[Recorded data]

....................

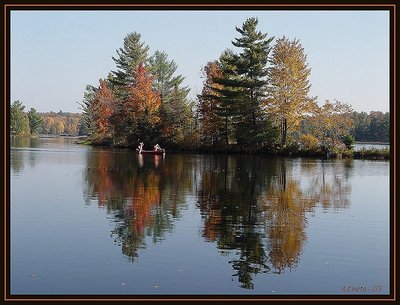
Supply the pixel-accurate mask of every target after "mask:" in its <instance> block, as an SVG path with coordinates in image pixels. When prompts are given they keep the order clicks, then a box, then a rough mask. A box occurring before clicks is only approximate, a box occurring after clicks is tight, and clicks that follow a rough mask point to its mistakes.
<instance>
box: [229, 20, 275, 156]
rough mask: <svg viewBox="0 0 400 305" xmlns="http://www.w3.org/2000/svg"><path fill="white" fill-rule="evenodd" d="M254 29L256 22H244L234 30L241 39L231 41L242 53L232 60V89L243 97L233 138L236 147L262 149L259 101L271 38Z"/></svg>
mask: <svg viewBox="0 0 400 305" xmlns="http://www.w3.org/2000/svg"><path fill="white" fill-rule="evenodd" d="M257 25H258V19H257V18H249V19H247V20H246V21H245V22H244V23H243V26H242V27H241V28H238V27H236V31H238V32H239V33H240V34H241V37H239V38H235V41H232V44H233V45H234V46H235V47H238V48H241V49H242V52H241V53H240V54H239V55H238V56H236V58H235V57H233V60H235V66H236V67H237V74H238V76H239V79H238V83H237V84H236V86H237V87H239V88H241V89H242V91H243V92H244V93H245V95H244V97H243V98H244V99H243V101H242V103H241V107H240V108H241V114H240V120H239V122H238V124H237V138H238V143H239V144H242V145H250V146H255V145H263V142H264V141H265V140H266V136H267V135H266V134H265V130H266V128H267V130H268V129H269V128H268V122H267V118H266V116H265V112H264V111H263V108H262V101H263V100H264V98H265V89H266V84H267V80H266V76H267V74H268V70H267V63H268V55H269V53H270V51H271V46H270V43H271V42H272V40H273V39H274V37H271V38H267V34H264V33H261V32H260V31H257V29H256V28H257ZM253 148H255V147H253Z"/></svg>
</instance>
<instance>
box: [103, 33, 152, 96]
mask: <svg viewBox="0 0 400 305" xmlns="http://www.w3.org/2000/svg"><path fill="white" fill-rule="evenodd" d="M140 39H141V35H140V34H139V33H137V32H134V33H129V34H127V35H126V36H125V38H124V46H123V48H119V49H118V50H117V51H116V52H117V54H118V57H112V59H113V60H114V62H115V64H116V66H117V70H116V71H112V73H111V75H110V77H109V79H110V81H111V82H112V84H113V85H114V87H115V88H114V92H115V94H116V95H117V97H119V98H121V99H126V98H127V96H128V95H129V93H128V91H129V89H128V87H129V86H131V85H132V84H134V82H135V80H136V77H137V69H138V67H139V64H146V63H147V61H148V54H147V53H148V51H149V46H147V45H145V43H144V42H141V41H140Z"/></svg>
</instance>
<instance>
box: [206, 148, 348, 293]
mask: <svg viewBox="0 0 400 305" xmlns="http://www.w3.org/2000/svg"><path fill="white" fill-rule="evenodd" d="M244 158H246V161H245V159H244ZM317 162H319V165H318V166H317V168H315V169H314V171H313V173H312V175H309V173H308V174H307V173H304V175H303V174H302V171H301V169H300V171H299V172H296V173H294V172H292V171H294V170H296V167H295V166H294V165H293V163H292V161H291V160H289V159H271V160H266V159H263V158H261V157H256V156H246V157H236V156H235V157H232V156H226V157H220V156H219V157H214V158H209V159H208V160H207V162H204V163H203V167H202V168H201V170H200V172H202V173H203V174H202V179H201V182H200V187H199V191H198V207H199V209H200V211H201V215H202V217H203V219H204V230H203V236H204V237H205V239H206V240H208V241H213V242H216V243H217V245H218V248H219V249H220V250H221V253H223V254H224V255H229V256H234V258H233V259H231V260H230V261H229V263H231V264H232V268H233V269H234V270H235V273H234V274H233V276H234V277H237V278H238V281H239V282H240V285H241V287H242V288H247V289H252V288H253V287H254V286H253V280H252V278H253V277H254V275H256V274H257V273H261V272H262V273H270V272H271V273H277V274H280V273H283V272H284V271H285V270H286V269H289V270H291V269H292V268H295V267H296V265H297V264H298V261H299V258H300V255H301V252H302V249H303V246H304V243H305V242H306V231H305V229H306V225H307V217H306V215H307V214H306V213H307V212H312V211H313V210H314V209H315V207H316V206H317V205H319V204H322V205H323V207H324V208H328V207H333V208H336V207H338V206H340V207H347V206H348V203H349V201H348V195H349V192H350V188H349V186H348V183H347V181H346V179H347V178H348V175H344V176H343V175H342V173H343V172H347V171H346V169H344V168H341V167H340V166H339V167H338V166H337V164H345V167H347V166H351V163H343V162H339V163H337V164H335V163H333V166H332V164H329V165H325V164H320V163H321V162H320V161H317ZM288 163H290V164H288ZM300 164H302V162H301V163H300ZM317 164H318V163H317ZM346 164H347V166H346ZM308 177H311V179H309V180H310V181H308V182H309V183H308V186H307V187H306V188H304V187H302V185H303V184H304V180H307V179H308ZM302 179H303V183H300V182H301V180H302ZM320 181H322V182H320ZM317 182H320V183H317Z"/></svg>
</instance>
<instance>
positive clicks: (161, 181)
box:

....................

* Written task
Write out every line of the records above as a numbered list, skipping any blank lines. Leave the pictures out.

* Reply
1. Supply the pixel-accurate mask of every target after "mask:" in its <instance> block, as an SVG path with coordinates in image pixels. When prompts are given they keep the order clicks, then a box, then a rough mask. A box occurring before clicks is only approximate, a box occurring after clicks is tight, and clicks that follow a rough mask point to its mistakes.
2. <instance>
3. box: [229, 20, 275, 156]
4. rough mask: <svg viewBox="0 0 400 305" xmlns="http://www.w3.org/2000/svg"><path fill="white" fill-rule="evenodd" d="M254 29L256 22H244L234 30L241 39L231 41L242 53L232 60V89L243 97L233 138L236 147L262 149L259 101L271 38Z"/></svg>
5. mask: <svg viewBox="0 0 400 305" xmlns="http://www.w3.org/2000/svg"><path fill="white" fill-rule="evenodd" d="M257 25H258V19H257V18H249V19H247V20H246V21H245V22H244V23H243V26H242V27H241V28H238V27H236V31H238V32H239V33H240V34H241V37H239V38H235V41H232V44H233V45H234V46H235V47H238V48H241V49H242V52H241V53H240V54H239V55H238V56H236V58H235V57H233V60H235V66H236V67H237V74H238V76H239V79H238V83H237V84H236V86H237V87H239V88H241V89H242V91H243V92H244V93H245V95H244V97H243V98H244V99H243V101H242V103H241V107H240V108H241V114H240V120H239V122H238V124H237V138H238V143H239V144H242V145H250V146H255V145H263V142H264V141H265V140H266V136H267V135H266V134H265V130H266V128H267V130H268V129H269V128H268V122H267V118H266V116H265V112H264V111H263V108H262V101H263V100H264V98H265V89H266V84H267V80H266V76H267V74H268V70H267V63H268V55H269V53H270V51H271V46H270V43H271V42H272V40H273V39H274V37H271V38H267V34H264V33H261V32H260V31H257V29H256V28H257ZM253 148H255V147H253Z"/></svg>
6. </instance>
7. <instance>
8. box: [103, 33, 152, 96]
9. mask: <svg viewBox="0 0 400 305" xmlns="http://www.w3.org/2000/svg"><path fill="white" fill-rule="evenodd" d="M140 39H141V35H140V34H139V33H137V32H134V33H129V34H127V35H126V36H125V38H124V46H123V48H119V49H118V50H117V51H116V52H117V54H118V57H112V59H113V60H114V62H115V64H116V66H117V70H116V71H112V73H111V75H110V77H109V79H110V81H111V82H112V84H113V85H114V87H115V88H114V92H115V94H116V95H117V97H119V98H121V99H126V98H127V96H128V95H129V93H128V91H129V89H128V87H129V86H131V85H132V84H134V82H135V80H136V77H137V69H138V67H139V64H146V63H147V61H148V54H147V53H148V51H149V46H147V45H145V43H144V42H141V41H140Z"/></svg>
10. </instance>
11. <instance>
12. box: [206, 148, 348, 293]
13. mask: <svg viewBox="0 0 400 305" xmlns="http://www.w3.org/2000/svg"><path fill="white" fill-rule="evenodd" d="M244 158H246V161H245V159H244ZM317 162H319V165H318V166H317V168H315V169H314V171H313V173H312V175H309V173H308V174H307V173H304V175H303V174H302V171H301V169H300V171H299V172H296V173H294V172H292V171H294V170H296V167H295V166H294V165H293V163H292V161H291V160H289V159H271V160H266V159H263V158H261V157H256V156H246V157H236V156H235V157H232V156H226V157H220V156H219V157H214V158H209V159H208V160H207V162H204V163H203V167H202V168H201V170H200V172H202V173H203V174H202V179H201V182H200V187H199V191H198V207H199V209H200V211H201V215H202V217H203V219H204V230H203V236H204V237H205V239H206V240H208V241H213V242H216V243H217V245H218V248H219V249H220V250H221V253H223V254H224V255H229V256H234V258H233V259H231V260H230V261H229V263H231V264H232V268H233V269H234V270H235V273H234V274H233V276H234V277H237V278H238V281H239V282H240V285H241V287H242V288H247V289H252V288H253V287H254V286H253V280H252V278H253V277H254V275H256V274H257V273H261V272H262V273H270V272H271V273H277V274H280V273H283V272H284V271H285V270H286V269H289V270H291V269H292V268H295V267H296V265H297V264H298V261H299V258H300V255H301V252H302V249H303V246H304V243H305V242H306V231H305V229H306V225H307V217H306V215H307V214H306V213H307V212H312V211H313V210H314V209H315V207H316V206H317V205H319V204H322V205H323V207H324V208H328V207H333V208H336V207H338V206H340V207H347V206H348V203H349V201H348V195H349V192H350V188H349V186H348V183H347V181H346V179H347V178H348V175H344V176H343V175H342V173H343V172H347V171H346V169H344V168H341V167H340V166H339V167H338V166H337V164H345V167H347V166H351V163H343V162H339V163H337V164H335V163H333V166H332V164H329V165H325V164H320V163H321V162H320V161H317ZM288 163H290V164H288ZM300 164H302V162H301V163H300ZM317 164H318V163H317ZM346 164H347V166H346ZM308 177H311V179H309V180H310V181H308V182H309V183H308V186H307V187H306V188H304V187H302V185H303V184H304V180H307V179H308ZM302 179H303V183H300V182H301V180H302ZM320 181H322V182H320ZM317 182H320V183H317Z"/></svg>
14. </instance>
15. <instance>
16. positive clicks: (161, 181)
17. box:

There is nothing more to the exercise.